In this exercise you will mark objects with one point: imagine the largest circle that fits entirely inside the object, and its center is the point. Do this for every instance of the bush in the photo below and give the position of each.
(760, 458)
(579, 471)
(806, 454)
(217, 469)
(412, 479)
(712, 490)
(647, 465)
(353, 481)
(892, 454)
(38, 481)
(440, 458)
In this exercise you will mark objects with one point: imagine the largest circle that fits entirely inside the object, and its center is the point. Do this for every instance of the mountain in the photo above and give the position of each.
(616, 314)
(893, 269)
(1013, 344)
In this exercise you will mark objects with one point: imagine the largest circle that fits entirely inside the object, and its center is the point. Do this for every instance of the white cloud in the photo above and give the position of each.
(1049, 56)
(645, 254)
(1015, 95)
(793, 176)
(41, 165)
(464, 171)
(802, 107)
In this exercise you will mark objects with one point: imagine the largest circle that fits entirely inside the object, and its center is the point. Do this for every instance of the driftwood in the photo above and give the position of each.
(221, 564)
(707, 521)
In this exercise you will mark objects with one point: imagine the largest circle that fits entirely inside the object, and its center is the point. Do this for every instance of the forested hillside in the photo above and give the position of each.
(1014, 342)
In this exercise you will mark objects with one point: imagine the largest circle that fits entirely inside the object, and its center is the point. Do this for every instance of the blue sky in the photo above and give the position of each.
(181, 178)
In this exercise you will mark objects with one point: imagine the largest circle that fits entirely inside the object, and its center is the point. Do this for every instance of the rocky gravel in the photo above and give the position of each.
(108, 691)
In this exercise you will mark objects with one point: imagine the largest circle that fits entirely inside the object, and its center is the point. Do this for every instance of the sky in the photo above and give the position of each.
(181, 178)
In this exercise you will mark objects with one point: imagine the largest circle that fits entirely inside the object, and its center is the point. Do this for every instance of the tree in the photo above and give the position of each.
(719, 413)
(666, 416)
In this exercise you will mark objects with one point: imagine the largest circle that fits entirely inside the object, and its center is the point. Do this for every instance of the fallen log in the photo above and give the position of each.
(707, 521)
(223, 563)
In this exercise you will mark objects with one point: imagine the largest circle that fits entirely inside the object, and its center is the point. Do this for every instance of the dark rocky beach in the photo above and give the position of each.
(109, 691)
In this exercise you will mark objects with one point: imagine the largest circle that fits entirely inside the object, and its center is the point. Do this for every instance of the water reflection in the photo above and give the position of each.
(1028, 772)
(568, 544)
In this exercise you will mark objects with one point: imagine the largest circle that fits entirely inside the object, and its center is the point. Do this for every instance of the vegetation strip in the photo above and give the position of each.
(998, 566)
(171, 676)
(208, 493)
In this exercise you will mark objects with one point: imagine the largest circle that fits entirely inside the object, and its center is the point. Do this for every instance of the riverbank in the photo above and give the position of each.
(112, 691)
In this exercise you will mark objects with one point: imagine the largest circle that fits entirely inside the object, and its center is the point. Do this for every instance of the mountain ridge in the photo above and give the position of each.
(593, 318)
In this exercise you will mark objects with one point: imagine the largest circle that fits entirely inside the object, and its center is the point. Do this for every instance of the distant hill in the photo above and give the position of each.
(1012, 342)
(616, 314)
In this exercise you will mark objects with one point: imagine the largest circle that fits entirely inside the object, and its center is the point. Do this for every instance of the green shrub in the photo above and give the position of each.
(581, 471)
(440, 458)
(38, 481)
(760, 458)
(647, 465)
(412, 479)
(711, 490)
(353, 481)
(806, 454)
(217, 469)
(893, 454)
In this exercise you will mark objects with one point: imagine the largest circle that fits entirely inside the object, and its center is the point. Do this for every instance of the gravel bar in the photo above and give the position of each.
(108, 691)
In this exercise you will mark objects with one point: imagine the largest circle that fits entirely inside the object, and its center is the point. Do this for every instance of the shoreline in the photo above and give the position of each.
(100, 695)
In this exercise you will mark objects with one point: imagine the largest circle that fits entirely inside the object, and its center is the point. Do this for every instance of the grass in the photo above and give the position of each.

----

The records above should be returned exactly.

◆ Solution below
In this exercise you will mark objects with one point: imagine the largest circle that fits entirely inside the object, and its center is the point. Do this for every instance of the bush in the photo below and give the position of each.
(760, 458)
(579, 471)
(806, 454)
(217, 469)
(412, 479)
(712, 490)
(647, 465)
(353, 481)
(892, 454)
(38, 481)
(440, 458)
In this exercise you will mark objects with one point: imagine the largest circle that fits entirely inside the object, and its center is the point. Do this for every instance of the mountain in the photo above and give the position of each.
(616, 314)
(893, 269)
(1013, 344)
In this exercise you will mark objects with one point: imagine the largest circle that fits entirely inside the object, and its center is the point. Do this for every instance of the white cloud in the photo above and give the position of each.
(1049, 56)
(645, 254)
(1015, 95)
(793, 176)
(41, 165)
(464, 171)
(802, 107)
In this exercise you will mark objects with one point: imagine the largest circle that fits entirely inside the object, and its center is the point. Do this for every instance of the driftwood in the photo above and give the position of each.
(221, 564)
(707, 521)
In this exercise you will mark objects with one point: imagine the largest circle that fits entirely inside the object, and its center is the point. Do this for every instance of the forested hillside in the photo above and give the position of each.
(1014, 342)
In this exercise you will mark objects with one point: imagine the largest circle that fits entirely inside the object, and its center is the point. Do this for every instance of the blue sky in the photo above and give the position of each.
(181, 178)
In this exercise you will mark objects with one point: imagine the largest circle that fits entirely inside the object, and its center is the point. Do this for every instance of the rocky gravel in the photo above and give the position of each.
(108, 691)
In this exercise you will mark objects with one point: imagine the largest circle that fits entirely inside the object, and its center is the point. Do this for every instance of the sky in the photo above and give the position of each.
(181, 178)
In this exercise you will mark objects with one point: imagine the largest circle that fits entirely inside the object, and its center is the point. Do this for every instance of the tree in the photo above and give the position of each.
(719, 413)
(666, 416)
In this exercise you will mark objects with one point: imagine the largest circle that fits entirely inside the object, and its center is the point. Do this for every instance of the fallen log in the photo above and give the position of each.
(707, 521)
(223, 563)
In this exercise you will mark objects with one point: imagine the largest circle that fits entirely inside the object, and its center is the point. Do this for every instance of the dark rocky beach in the photo above and give the position of each.
(109, 691)
In this exercise you will mark objects with one point: imagine the largest circle that fits entirely inside the object, and its center is the point. Do this for every instance of the water reflection in the photo above and give the position of each.
(1028, 772)
(568, 544)
In this exercise you will mark objects with one point: imagine the largest circle that fits entirely inside the object, and its center is the point. Do this for every instance of the vegetation strip in the photo above and give the position of each.
(998, 566)
(171, 676)
(208, 493)
In this exercise you will mark objects with one point: imagine the largest circle that fits entirely inside the object, and its center is the point. Do this for every instance of the riverbank in the photo above and give the position of each.
(112, 691)
In this exercise you will mark objects with one point: imagine the largest circle that fits entirely inside the object, and its center is the point. Do this for every instance of the mountain ridge in the photo above and give the position of each.
(593, 318)
In this exercise you will mark objects with one point: imagine the largest circle that fits entirely inside the object, and its center is the point. Do this for every instance of the distant hill in the photo above and give the position of each.
(1012, 342)
(616, 314)
In this exercise you will mark objects with one point: imagine the largest circle that fits entirely inside the object, and its center is the point. Do this for every instance of the green shrub in the photo above and give the position of each.
(581, 471)
(440, 458)
(38, 481)
(760, 458)
(647, 465)
(412, 479)
(711, 490)
(353, 481)
(806, 454)
(217, 469)
(893, 454)
In this exercise you will mark objects with one point: imagine the largest circle that fits entirely inside the object, and its center is the point. Do this for every instance of the gravel bar in the photo above and give the position of each.
(108, 691)
In this exercise you will mark objects with one point: imagine the largest circle that fits entirely inside the object, and its center is the point. Do this for every instance of the shoreline in the photo above and give the position of each.
(100, 695)
In this exercise you will mark objects with one point: imagine the largest circle that fits entirely inside the object, and its center is the point. Do this for every instance of the grass in the photo above and give the position of each.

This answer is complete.